### Assigned task
Scan the data for "camera" and copy each matching line.

:: Supplied entries ::

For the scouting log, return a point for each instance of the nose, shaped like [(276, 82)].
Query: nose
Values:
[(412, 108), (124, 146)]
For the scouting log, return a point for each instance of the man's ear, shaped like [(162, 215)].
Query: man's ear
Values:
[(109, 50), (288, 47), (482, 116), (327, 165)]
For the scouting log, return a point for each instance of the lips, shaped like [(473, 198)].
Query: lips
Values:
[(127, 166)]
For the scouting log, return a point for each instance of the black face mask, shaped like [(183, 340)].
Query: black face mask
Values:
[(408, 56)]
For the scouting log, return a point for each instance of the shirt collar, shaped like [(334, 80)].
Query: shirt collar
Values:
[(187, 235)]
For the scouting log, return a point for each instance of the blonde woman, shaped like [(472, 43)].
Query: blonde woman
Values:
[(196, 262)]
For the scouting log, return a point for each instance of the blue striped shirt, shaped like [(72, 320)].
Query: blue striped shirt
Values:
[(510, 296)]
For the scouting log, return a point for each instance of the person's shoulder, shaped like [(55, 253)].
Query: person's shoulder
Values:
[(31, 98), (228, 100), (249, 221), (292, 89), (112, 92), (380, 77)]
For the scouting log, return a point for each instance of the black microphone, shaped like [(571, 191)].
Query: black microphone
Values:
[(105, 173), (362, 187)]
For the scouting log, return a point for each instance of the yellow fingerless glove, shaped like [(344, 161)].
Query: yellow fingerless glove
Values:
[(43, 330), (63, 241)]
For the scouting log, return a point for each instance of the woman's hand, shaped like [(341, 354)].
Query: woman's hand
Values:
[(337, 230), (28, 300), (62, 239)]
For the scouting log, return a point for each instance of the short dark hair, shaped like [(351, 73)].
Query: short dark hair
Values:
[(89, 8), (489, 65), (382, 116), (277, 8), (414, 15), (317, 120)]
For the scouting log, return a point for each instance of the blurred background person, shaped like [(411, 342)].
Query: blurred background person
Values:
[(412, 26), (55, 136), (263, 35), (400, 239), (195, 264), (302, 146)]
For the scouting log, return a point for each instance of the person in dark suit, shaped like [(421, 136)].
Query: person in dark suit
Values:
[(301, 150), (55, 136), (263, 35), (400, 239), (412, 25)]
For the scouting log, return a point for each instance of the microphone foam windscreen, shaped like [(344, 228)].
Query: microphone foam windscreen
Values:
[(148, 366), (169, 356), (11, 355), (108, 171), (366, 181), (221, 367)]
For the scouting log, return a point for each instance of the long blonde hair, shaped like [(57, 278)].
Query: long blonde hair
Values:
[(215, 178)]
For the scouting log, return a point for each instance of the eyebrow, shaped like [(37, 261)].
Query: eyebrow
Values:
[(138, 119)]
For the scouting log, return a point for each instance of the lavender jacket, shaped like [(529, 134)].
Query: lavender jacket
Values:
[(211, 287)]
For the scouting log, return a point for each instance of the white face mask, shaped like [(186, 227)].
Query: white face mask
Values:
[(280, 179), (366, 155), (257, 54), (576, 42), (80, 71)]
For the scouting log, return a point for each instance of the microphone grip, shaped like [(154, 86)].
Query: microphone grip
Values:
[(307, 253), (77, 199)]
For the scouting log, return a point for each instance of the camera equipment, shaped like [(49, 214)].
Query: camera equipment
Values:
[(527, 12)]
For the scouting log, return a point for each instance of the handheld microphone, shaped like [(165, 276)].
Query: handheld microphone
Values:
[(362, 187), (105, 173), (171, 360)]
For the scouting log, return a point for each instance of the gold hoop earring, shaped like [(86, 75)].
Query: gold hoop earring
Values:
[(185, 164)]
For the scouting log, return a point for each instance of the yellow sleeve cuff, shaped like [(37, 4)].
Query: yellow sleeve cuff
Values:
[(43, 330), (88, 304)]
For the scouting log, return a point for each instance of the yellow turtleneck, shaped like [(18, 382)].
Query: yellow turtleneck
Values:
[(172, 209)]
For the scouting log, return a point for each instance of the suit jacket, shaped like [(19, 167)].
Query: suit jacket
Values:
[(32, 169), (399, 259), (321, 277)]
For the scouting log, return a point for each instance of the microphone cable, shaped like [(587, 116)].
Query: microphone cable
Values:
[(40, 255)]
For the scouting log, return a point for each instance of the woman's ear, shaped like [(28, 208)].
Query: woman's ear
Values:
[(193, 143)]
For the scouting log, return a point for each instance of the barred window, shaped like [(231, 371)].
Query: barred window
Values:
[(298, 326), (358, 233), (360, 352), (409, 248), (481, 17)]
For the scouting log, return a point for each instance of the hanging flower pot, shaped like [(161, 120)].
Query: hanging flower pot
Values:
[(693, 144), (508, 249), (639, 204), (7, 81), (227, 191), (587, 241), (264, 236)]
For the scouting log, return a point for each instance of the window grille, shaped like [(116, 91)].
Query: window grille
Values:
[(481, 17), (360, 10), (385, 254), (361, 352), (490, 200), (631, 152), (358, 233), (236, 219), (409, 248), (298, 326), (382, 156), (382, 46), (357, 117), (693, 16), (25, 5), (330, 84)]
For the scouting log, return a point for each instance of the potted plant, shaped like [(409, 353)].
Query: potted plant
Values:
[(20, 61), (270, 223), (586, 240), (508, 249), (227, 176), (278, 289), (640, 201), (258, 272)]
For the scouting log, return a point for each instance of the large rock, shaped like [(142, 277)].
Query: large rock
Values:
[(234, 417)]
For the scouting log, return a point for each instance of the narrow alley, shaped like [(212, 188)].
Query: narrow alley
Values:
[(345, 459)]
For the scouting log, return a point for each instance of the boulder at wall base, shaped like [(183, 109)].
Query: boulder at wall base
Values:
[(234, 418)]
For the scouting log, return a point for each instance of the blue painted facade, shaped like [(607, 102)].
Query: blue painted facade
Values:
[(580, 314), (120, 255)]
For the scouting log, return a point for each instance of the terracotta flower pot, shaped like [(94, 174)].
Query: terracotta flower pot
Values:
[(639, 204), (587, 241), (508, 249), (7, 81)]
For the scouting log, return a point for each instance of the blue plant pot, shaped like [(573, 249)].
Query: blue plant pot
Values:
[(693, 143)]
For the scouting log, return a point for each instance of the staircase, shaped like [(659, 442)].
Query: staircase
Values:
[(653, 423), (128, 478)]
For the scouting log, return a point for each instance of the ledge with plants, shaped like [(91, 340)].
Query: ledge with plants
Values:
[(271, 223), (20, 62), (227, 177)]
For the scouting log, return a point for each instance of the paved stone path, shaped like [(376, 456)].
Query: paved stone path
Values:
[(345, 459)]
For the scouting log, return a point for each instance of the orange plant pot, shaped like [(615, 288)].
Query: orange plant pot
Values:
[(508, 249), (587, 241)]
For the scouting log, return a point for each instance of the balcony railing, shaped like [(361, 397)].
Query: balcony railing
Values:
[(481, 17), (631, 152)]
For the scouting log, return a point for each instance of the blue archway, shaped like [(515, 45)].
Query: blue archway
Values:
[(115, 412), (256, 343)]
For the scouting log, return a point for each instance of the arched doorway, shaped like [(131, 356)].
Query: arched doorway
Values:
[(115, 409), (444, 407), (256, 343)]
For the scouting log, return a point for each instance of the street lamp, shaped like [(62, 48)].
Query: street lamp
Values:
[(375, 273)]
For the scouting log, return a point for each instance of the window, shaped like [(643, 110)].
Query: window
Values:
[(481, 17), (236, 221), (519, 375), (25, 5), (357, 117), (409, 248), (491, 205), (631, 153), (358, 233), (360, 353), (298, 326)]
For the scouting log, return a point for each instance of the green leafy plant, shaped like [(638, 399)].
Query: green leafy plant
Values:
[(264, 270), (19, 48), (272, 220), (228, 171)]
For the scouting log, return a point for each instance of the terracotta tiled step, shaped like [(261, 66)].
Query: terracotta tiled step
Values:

:::

### Solution to this task
For the scouting log, return a point for each instance of the camera equipment, shaped like [(49, 214)].
Query: camera equipment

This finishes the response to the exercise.